- **Excerpted text**:
* Start *

= List of United States federal courthouses in Texas =

Following is a list of current and former courthouses of the United States federal court system located in Texas. Each entry indicates the name of the building along with an image, if available, its location and the jurisdiction it covers, the dates during which it was used for each such jurisdiction, and, if applicable the person for whom it was named, and the date of renaming. Dates of use will not necessarily correspond with the dates of construction or demolition of a building, as pre-existing structures may be adapted or court use, and former court buildings may later be put to other uses. Also, the official name of the building may be changed at some point after its use as a federal court building has been initiated.

* End *

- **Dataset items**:
* Start *

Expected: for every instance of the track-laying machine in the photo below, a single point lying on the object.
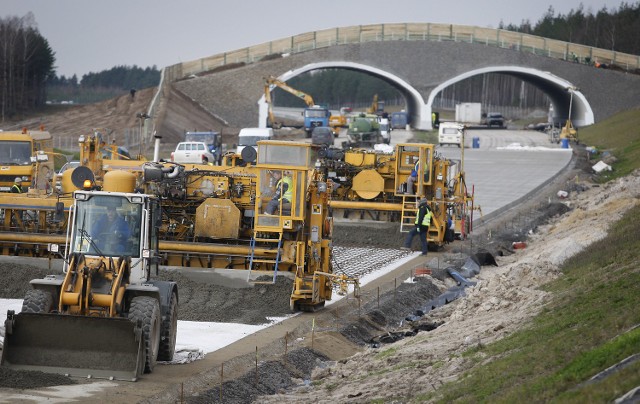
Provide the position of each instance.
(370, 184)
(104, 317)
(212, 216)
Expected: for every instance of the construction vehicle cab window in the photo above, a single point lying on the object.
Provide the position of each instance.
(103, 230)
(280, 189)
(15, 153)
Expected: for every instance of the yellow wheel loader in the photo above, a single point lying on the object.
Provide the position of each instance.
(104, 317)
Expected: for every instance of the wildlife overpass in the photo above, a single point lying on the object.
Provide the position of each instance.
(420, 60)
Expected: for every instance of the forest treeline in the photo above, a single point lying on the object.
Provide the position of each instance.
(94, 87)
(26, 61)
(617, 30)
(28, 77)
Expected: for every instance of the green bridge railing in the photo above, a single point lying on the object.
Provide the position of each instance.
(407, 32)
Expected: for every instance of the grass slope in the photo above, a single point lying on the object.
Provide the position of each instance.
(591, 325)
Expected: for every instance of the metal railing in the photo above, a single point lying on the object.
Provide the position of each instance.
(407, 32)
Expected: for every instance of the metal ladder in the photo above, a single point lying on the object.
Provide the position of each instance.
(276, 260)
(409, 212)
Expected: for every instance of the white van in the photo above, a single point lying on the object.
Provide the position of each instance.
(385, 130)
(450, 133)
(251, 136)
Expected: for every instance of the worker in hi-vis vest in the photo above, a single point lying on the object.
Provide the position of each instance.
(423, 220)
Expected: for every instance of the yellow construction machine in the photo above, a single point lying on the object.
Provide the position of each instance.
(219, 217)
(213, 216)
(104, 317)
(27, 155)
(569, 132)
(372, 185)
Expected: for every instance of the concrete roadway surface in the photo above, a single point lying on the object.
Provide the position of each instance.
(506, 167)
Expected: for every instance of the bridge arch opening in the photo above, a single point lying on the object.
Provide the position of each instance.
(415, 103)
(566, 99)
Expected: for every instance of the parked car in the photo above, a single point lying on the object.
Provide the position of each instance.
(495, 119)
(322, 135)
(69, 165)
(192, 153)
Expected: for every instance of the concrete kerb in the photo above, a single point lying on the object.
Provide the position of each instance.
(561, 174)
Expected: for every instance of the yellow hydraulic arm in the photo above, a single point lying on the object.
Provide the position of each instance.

* End *

- **What to work on**:
A. Using the courthouse list, decide whether each statement agrees with it, answering yes or no and quoting the words that settle it: (i) Each entry gives the building's location and the jurisdiction it covers. (ii) A building's dates of use always match its dates of construction or demolition. (iii) A building's official name may change after its use as a federal court building has begun.
B. In the records, rewrite the lines from the one containing "Expected: for every instance of the worker" through the end of the records, both ends included. Replace "concrete" with "cement" and leave everything else unchanged.
The courthouse list and the records are unrelated to each other.

- **Results for each task**:
A.
(i) Yes: "its location and the jurisdiction it covers".
(ii) No: "Dates of use will not necessarily correspond with the dates of construction or demolition of a building".
(iii) Yes: "the official name of the building may be changed at some point after its use as a federal court building has been initiated".

B.
Expected: for every instance of the worker in hi-vis vest in the photo above, a single point lying on the object.
Provide the position of each instance.
(423, 220)
Expected: for every instance of the yellow construction machine in the photo above, a single point lying on the object.
Provide the position of each instance.
(219, 217)
(213, 216)
(104, 317)
(27, 155)
(569, 132)
(372, 185)
Expected: for every instance of the cement roadway surface in the photo above, a single point lying on the object.
Provide the position of each instance.
(506, 167)
Expected: for every instance of the bridge arch opening in the photo above, a single point lying on the object.
Provide the position of each instance.
(415, 103)
(566, 99)
Expected: for every instance of the parked car in the photo above, a single point lying on the object.
Provide the position of each instance.
(495, 119)
(322, 135)
(69, 165)
(192, 153)
Expected: for every instance of the cement kerb in the photo above, a single point lying on the object.
Provide the position of each instance.
(561, 174)
Expected: for every instance of the yellow hydraulic arm in the photo above, a single point lying on the object.
Provide the position of each instance.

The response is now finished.